◆ **The problem**:
Within the entries below, the lines from the one with "target | man with grey hair" through the one with "target | white knee sock" are to be set down exactly, both ends kept.

(Referring expression data)
####
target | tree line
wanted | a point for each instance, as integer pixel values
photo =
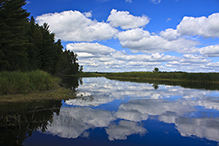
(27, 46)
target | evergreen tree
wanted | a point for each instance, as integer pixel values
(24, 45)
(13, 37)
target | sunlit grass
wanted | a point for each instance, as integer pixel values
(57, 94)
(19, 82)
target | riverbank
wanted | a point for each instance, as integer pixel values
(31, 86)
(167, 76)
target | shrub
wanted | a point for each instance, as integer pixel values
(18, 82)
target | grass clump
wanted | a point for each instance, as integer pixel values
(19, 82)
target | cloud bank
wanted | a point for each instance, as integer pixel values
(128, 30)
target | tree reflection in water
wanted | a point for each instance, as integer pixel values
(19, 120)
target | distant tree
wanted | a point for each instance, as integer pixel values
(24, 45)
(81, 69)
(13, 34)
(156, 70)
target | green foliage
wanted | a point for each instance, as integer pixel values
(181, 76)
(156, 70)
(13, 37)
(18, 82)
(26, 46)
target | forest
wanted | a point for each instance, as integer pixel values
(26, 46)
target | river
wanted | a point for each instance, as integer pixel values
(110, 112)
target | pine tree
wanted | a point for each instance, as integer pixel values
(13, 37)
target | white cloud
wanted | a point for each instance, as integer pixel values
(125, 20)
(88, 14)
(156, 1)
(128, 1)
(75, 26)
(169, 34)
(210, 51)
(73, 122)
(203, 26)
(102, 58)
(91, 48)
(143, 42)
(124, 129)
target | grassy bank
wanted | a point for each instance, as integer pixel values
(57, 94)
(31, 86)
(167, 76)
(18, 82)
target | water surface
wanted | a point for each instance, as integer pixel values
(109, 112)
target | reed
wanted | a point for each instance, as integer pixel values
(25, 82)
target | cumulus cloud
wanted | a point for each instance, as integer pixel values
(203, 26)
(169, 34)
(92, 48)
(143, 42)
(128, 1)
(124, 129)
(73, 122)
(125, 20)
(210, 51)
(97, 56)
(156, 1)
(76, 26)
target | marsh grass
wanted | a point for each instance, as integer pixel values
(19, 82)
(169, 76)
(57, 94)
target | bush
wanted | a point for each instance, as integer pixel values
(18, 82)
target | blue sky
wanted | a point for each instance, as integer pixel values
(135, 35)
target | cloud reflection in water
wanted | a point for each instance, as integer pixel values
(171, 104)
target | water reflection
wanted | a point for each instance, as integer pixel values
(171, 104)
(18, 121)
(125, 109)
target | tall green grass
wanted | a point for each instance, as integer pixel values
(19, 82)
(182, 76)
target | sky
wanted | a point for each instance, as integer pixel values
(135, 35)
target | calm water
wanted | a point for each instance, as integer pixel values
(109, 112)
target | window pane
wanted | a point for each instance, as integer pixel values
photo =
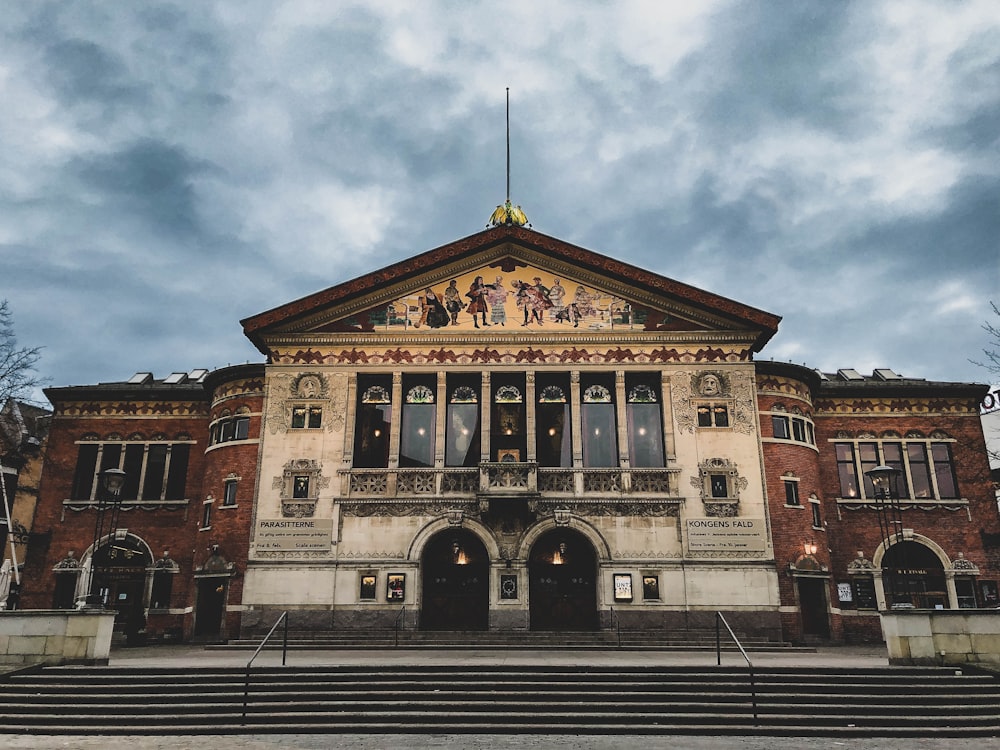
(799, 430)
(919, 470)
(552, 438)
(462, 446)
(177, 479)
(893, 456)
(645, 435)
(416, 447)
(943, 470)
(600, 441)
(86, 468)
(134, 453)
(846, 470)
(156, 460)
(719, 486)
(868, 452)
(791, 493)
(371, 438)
####
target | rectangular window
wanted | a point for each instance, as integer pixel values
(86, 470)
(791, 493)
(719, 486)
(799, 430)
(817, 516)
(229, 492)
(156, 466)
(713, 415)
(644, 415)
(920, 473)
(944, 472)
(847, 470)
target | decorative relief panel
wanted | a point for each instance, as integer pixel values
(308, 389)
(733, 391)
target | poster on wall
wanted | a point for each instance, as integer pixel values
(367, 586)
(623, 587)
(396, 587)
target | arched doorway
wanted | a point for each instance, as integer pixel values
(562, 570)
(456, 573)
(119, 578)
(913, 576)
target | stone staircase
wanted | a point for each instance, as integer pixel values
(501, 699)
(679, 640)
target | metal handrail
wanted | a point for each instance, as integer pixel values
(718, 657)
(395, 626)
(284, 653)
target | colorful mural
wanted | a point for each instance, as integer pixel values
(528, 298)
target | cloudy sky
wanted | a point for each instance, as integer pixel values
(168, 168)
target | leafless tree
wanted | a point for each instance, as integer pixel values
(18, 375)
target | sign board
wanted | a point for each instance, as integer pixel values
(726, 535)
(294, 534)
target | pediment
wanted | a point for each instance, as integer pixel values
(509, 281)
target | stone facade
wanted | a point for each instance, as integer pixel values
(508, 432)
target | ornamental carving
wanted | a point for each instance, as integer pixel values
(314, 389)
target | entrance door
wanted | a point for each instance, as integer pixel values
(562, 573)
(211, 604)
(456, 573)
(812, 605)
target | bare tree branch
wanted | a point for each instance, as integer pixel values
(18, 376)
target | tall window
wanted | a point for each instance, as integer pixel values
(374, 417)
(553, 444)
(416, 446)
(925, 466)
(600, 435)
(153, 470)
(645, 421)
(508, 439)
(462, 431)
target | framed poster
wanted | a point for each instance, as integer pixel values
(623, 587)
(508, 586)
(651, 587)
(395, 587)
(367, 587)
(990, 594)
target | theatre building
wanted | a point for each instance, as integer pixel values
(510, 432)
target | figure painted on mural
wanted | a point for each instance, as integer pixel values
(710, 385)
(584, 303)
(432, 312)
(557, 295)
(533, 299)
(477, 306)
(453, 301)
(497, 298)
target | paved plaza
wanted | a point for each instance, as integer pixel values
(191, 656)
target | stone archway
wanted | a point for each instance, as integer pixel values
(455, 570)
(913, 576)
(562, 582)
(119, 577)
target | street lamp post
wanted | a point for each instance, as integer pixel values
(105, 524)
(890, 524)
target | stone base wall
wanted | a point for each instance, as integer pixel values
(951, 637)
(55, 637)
####
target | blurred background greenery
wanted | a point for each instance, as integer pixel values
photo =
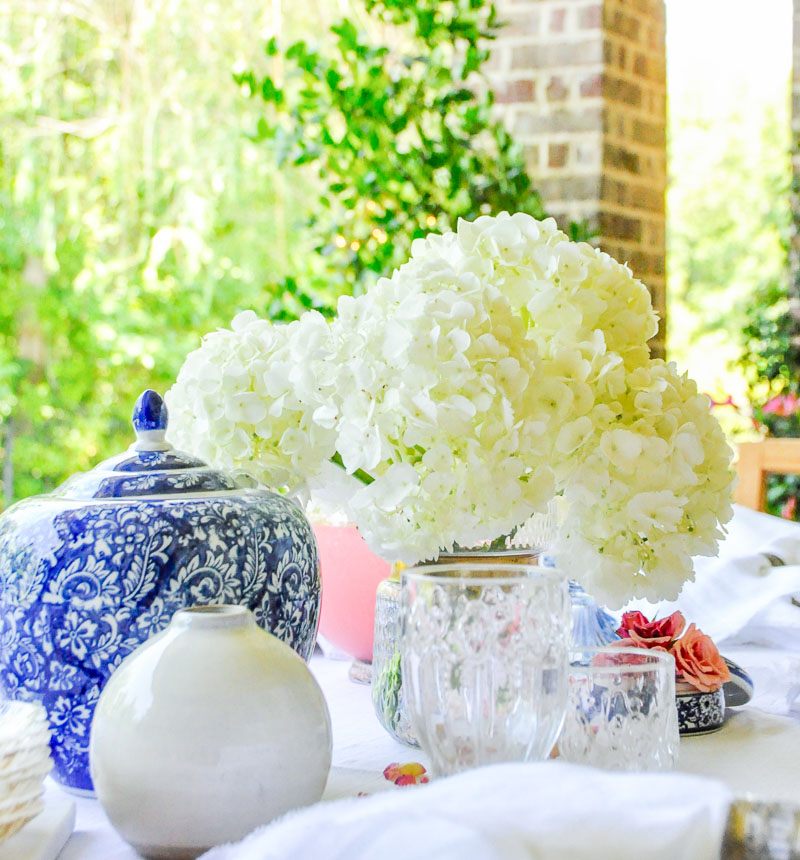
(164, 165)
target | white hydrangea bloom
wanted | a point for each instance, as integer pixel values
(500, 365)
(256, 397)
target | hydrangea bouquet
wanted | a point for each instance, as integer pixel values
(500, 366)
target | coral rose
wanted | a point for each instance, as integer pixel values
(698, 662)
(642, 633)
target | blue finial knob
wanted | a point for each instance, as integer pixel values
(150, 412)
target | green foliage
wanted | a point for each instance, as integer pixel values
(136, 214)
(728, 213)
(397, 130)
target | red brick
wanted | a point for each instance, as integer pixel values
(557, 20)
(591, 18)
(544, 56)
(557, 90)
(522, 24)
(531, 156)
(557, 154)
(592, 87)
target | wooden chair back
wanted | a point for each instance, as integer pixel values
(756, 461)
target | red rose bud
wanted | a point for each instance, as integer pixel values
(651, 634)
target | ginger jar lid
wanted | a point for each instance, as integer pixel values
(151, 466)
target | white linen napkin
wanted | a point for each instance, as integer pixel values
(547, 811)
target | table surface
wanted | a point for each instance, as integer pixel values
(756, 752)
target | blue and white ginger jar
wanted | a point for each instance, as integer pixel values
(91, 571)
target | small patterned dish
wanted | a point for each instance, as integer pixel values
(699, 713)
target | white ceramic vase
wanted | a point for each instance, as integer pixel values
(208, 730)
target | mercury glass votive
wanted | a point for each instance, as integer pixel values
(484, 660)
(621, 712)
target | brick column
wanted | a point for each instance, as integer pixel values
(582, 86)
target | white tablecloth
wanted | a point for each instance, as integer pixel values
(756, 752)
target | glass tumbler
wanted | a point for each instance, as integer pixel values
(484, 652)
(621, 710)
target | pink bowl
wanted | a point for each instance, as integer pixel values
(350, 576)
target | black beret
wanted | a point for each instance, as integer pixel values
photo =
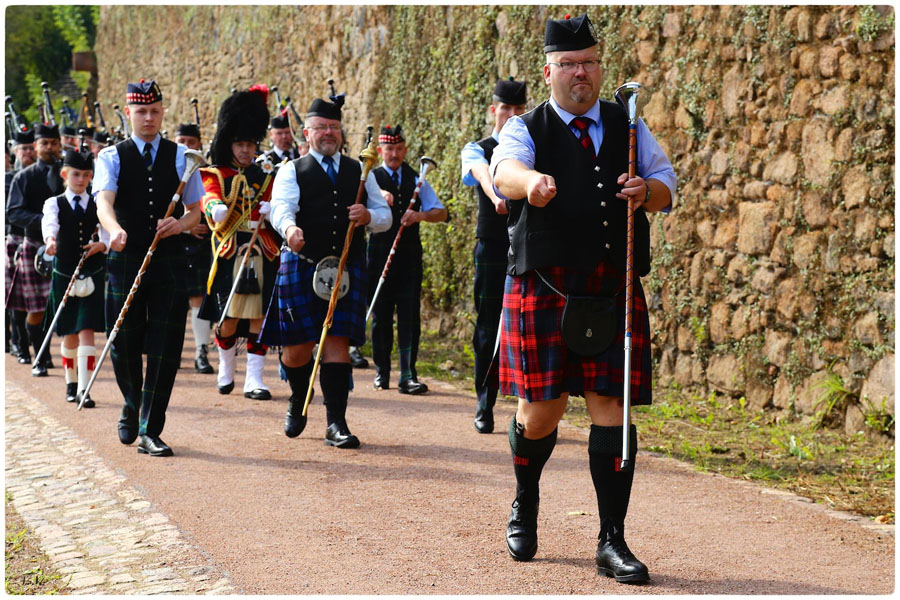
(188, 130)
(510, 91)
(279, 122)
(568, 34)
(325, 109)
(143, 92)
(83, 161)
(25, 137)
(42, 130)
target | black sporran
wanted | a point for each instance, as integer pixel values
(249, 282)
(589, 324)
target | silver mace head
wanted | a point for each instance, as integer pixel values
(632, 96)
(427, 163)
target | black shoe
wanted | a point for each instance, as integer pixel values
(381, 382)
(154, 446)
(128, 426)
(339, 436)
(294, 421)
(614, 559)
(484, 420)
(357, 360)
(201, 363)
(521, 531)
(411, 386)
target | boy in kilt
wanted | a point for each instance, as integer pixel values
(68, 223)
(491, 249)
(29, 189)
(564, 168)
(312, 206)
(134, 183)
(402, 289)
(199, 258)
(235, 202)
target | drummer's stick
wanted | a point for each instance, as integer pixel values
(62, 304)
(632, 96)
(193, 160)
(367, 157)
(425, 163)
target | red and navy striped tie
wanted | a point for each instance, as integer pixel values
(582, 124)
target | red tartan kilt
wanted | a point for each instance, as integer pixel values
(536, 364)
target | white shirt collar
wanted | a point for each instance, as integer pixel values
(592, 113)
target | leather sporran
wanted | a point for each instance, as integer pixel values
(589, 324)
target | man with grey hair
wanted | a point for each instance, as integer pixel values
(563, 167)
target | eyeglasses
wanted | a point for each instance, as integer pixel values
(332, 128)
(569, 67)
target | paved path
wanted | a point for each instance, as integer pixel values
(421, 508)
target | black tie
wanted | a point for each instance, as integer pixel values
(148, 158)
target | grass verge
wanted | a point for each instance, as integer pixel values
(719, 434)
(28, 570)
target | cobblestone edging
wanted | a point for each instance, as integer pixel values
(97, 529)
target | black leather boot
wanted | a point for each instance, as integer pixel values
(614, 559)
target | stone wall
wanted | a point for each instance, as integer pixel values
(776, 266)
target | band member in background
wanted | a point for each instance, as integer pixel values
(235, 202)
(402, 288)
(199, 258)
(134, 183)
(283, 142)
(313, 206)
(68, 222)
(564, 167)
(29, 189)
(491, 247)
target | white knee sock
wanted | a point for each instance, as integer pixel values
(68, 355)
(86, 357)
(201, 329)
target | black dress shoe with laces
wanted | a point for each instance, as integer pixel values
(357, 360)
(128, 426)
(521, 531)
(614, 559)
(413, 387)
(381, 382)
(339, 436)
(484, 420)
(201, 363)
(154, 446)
####
◆ **Task result**:
target | man with grey hair
wanted | a point for each instance, as integer pixel values
(563, 167)
target | eyeglasses
wanted | a point for each instance, as integer pixel values
(332, 128)
(569, 67)
target | paved path
wanted | a point for each instance, as integer pixel values
(421, 508)
target | black tie
wanted | a point for each instance, as integer pixel values
(148, 158)
target | grass verge
wanted | a point for each instance, as integer pixel values
(719, 434)
(28, 570)
target | cobblestone edging
wanted | a point for each instance, as integer pixel values
(97, 529)
target | black leather boot
wanted | a point for each instance, as integer pixel values
(614, 559)
target | stone wall
wanted | a point for each instance, as integer pixel values
(776, 266)
target | band member in background
wanted | a point for each instance, as integer pixel values
(235, 202)
(402, 288)
(199, 258)
(134, 183)
(283, 142)
(313, 206)
(68, 222)
(564, 167)
(29, 189)
(491, 247)
target | white knee sock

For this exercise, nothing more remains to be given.